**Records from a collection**
◆ ◆ ◆ ◆ ◆

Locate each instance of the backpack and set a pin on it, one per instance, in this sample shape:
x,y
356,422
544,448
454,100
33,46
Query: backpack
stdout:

◆ ◆ ◆ ◆ ◆

**What needs to be done**
Please reproduce each entry exactly as it appears.

**Written response**
Locate each instance of the backpack and set a pin on it, one per instance, in this sample shape:
x,y
356,422
544,448
454,100
33,46
Query: backpack
stdout:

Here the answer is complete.